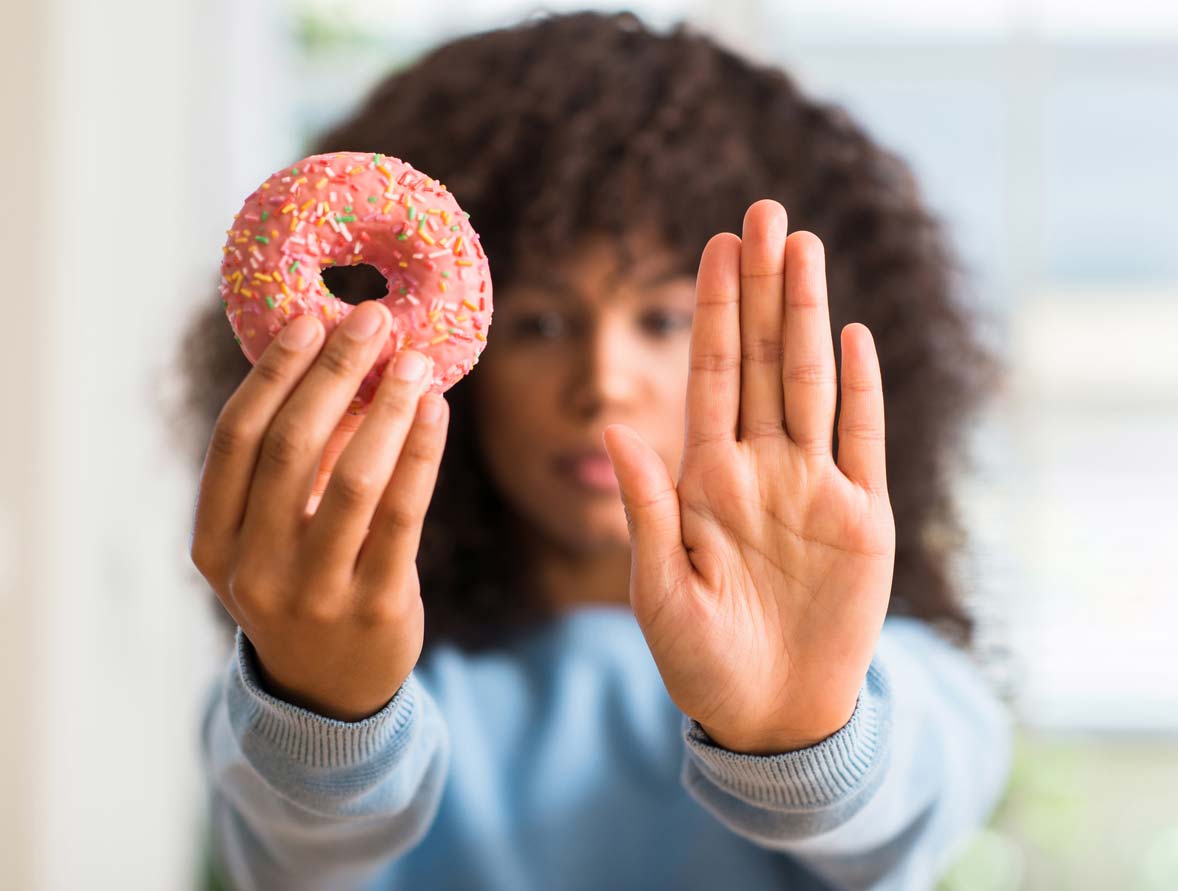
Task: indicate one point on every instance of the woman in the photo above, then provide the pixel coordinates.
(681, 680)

□ □ □ □ □

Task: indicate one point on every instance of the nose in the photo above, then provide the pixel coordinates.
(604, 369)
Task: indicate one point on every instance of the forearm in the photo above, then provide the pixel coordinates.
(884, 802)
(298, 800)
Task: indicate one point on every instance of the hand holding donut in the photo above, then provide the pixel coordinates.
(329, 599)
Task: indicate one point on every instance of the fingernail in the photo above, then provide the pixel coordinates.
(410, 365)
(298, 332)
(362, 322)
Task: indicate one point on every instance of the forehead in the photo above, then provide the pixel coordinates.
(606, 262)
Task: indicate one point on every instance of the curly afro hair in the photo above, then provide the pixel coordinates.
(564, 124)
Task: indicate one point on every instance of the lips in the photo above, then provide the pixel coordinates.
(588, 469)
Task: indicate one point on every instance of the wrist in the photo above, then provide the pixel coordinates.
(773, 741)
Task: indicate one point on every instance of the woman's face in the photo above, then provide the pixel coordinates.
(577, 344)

□ □ □ □ □

**WHAT IS NEEDED:** List each line above that contains the string "woman". Case matters.

**CORRECT OUTPUT:**
Task: indicate one point on every instance of the woman in the photo above, then provide the pixel coordinates.
Task: indicate one point on every instance of the woman's face in the photo above, then provide the pixel coordinates.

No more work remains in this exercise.